#### Extrait du document ####

Nous avons simplement accompli notre devoir. Nous ne pouvons pas dire qui est coupable et qui ne l’est pas. Il y avait des soupçons de mauvaise pratique et nous comptions sur la direction et les autorités pour faire la lumière. Au final, nous sommes toujours dans le noir. Les whistle blowers ont été disculpés, mais cela veut-il dire que l’on met un point final au dossier ? Le ministre en sortirait gagnant s’il y avait une commission d’enquête sur le MITD pour trouver le véritable coupable.

 

Comptez-vous la réclamer officiellement ?

J’ai déjà écrit au leader de l’opposition. Il a réagi très rapidement et j’ai rencontré la commission éducation de son parti vendredi dernier. Je prépare aussi une lettre adressée au Premier ministre pour lui demander de commencer un fresh investigation.

 

Vous estimez que des têtes doivent tomber avec tout ce qui s’est passé ?

Nous ne faisons pas une chasse aux sorcières, mais il faut faire le nettoyage complet. Une réorganisation et une restructuration du MITD s’imposent. Que ce soit au niveau du board, ou au plus bas de l’échelle, il faut tout passer au peigne fin pour remettre cette institution sur les rails.

####

Consigne donnée.
Poursuivez l'entretien consacré au MITD à partir de sa dernière phrase.

#### Données extraites ####

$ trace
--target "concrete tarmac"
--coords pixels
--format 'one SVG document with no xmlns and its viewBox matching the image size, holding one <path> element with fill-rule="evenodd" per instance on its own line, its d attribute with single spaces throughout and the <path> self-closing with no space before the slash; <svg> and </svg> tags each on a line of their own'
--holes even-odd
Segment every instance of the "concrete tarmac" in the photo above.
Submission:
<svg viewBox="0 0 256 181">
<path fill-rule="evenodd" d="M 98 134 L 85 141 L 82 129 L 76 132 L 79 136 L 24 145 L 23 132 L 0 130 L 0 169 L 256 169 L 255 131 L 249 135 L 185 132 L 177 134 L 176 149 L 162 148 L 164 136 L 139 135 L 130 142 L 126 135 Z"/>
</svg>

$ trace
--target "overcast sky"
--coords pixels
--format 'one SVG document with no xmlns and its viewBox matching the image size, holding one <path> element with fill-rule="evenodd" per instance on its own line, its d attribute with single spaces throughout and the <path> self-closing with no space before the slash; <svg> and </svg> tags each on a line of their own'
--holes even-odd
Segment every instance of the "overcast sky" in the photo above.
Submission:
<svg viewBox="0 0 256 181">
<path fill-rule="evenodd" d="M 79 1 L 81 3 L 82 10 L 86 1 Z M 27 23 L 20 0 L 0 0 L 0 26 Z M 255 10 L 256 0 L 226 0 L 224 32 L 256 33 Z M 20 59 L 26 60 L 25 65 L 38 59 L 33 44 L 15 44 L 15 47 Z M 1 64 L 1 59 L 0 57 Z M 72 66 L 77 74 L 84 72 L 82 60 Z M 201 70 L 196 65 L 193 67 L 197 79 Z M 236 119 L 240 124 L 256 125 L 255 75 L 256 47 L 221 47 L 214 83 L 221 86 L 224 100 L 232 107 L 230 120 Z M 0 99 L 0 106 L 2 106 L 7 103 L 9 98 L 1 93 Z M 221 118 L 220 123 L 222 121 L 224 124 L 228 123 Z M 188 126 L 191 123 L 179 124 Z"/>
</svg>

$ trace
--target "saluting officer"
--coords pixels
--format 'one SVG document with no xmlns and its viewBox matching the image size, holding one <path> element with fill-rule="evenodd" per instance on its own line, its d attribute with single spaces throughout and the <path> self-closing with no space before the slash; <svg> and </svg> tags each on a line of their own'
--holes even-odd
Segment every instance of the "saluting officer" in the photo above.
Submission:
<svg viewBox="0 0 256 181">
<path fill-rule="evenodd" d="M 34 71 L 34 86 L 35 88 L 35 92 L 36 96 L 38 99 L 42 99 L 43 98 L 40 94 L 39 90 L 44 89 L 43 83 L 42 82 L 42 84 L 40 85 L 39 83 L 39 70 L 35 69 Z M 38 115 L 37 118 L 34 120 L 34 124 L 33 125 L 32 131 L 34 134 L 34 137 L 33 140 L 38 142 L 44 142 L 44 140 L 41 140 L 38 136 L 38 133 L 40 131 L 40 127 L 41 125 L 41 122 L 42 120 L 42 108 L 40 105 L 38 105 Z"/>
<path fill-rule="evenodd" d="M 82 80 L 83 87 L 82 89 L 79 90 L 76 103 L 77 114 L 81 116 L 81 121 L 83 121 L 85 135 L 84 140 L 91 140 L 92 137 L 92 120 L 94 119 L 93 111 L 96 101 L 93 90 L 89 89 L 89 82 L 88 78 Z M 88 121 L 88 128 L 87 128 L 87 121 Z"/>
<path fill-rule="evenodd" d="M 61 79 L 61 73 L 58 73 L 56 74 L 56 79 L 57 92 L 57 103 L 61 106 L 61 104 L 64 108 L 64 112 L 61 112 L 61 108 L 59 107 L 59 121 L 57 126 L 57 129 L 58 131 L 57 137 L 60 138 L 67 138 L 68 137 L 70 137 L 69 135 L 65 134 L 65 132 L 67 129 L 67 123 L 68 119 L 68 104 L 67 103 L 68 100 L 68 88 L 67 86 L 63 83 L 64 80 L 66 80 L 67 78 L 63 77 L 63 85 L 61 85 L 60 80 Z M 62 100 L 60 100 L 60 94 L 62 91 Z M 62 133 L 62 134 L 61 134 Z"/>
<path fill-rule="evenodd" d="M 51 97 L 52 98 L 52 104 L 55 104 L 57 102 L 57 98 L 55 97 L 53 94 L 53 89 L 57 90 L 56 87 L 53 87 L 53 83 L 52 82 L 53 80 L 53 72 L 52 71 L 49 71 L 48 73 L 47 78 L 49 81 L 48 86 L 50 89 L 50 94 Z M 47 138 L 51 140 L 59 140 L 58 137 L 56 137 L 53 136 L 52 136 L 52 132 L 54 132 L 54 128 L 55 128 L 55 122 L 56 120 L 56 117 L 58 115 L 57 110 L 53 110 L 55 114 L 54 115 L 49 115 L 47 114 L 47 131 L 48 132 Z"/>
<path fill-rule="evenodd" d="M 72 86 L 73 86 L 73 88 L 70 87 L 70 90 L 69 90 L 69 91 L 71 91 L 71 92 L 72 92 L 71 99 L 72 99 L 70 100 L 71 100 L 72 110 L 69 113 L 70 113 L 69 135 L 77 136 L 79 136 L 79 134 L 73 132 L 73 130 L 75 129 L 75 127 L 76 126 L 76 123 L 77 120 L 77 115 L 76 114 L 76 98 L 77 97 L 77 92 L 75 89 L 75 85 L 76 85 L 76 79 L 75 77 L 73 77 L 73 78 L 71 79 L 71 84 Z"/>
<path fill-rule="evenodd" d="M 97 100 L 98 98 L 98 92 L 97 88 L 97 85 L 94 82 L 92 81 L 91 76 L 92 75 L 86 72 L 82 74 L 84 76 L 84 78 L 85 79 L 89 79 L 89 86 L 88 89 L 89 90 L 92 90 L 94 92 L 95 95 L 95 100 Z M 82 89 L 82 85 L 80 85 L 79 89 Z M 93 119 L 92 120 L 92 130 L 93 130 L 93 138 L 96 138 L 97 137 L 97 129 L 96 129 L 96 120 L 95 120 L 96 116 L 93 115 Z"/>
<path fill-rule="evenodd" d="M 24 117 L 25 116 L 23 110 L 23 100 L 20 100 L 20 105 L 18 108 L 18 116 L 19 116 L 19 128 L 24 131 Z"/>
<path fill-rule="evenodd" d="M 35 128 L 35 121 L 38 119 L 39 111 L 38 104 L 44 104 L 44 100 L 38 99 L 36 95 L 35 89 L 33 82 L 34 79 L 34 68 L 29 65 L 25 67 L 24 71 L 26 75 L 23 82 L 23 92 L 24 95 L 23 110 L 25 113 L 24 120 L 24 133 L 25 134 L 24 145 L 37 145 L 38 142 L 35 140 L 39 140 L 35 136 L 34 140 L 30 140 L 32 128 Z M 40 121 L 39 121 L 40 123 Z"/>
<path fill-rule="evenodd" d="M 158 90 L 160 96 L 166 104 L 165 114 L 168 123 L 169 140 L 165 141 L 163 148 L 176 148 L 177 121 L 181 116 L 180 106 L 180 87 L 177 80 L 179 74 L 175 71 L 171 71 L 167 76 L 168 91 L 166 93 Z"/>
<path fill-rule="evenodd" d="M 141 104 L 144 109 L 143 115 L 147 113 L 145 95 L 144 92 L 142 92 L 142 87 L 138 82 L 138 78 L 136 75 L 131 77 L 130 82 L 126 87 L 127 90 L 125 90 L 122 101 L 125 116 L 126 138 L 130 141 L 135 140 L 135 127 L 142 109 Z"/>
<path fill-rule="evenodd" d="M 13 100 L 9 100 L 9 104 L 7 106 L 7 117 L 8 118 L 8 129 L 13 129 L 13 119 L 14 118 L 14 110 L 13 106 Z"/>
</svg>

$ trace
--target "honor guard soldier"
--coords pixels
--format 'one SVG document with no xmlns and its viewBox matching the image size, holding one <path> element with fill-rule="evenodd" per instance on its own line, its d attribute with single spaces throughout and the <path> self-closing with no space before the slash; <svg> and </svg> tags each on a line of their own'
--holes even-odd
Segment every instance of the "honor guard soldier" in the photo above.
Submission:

####

Réponse à la consigne.
 

Comment en est-on arrivé là ?

L’organisation n’a jamais eu l’indépendance dont elle avait besoin. Elle aurait dû être complètement déconnectée du ministère. Sinon, le ministre y met forcément son nez… Tous les problèmes de gouvernance dans les corps parapublics ont la même cause. On ne sait pas où commencent et où finissent les responsabilités de chacun. Il faudrait une instance qui assure un recrutement transparent dans les corps parapublics, comme la Public Service Commission.

 

Narain Chedumbrum, celui qui était accusé de pédophilie, réclame sa réintégration. Votre réaction ?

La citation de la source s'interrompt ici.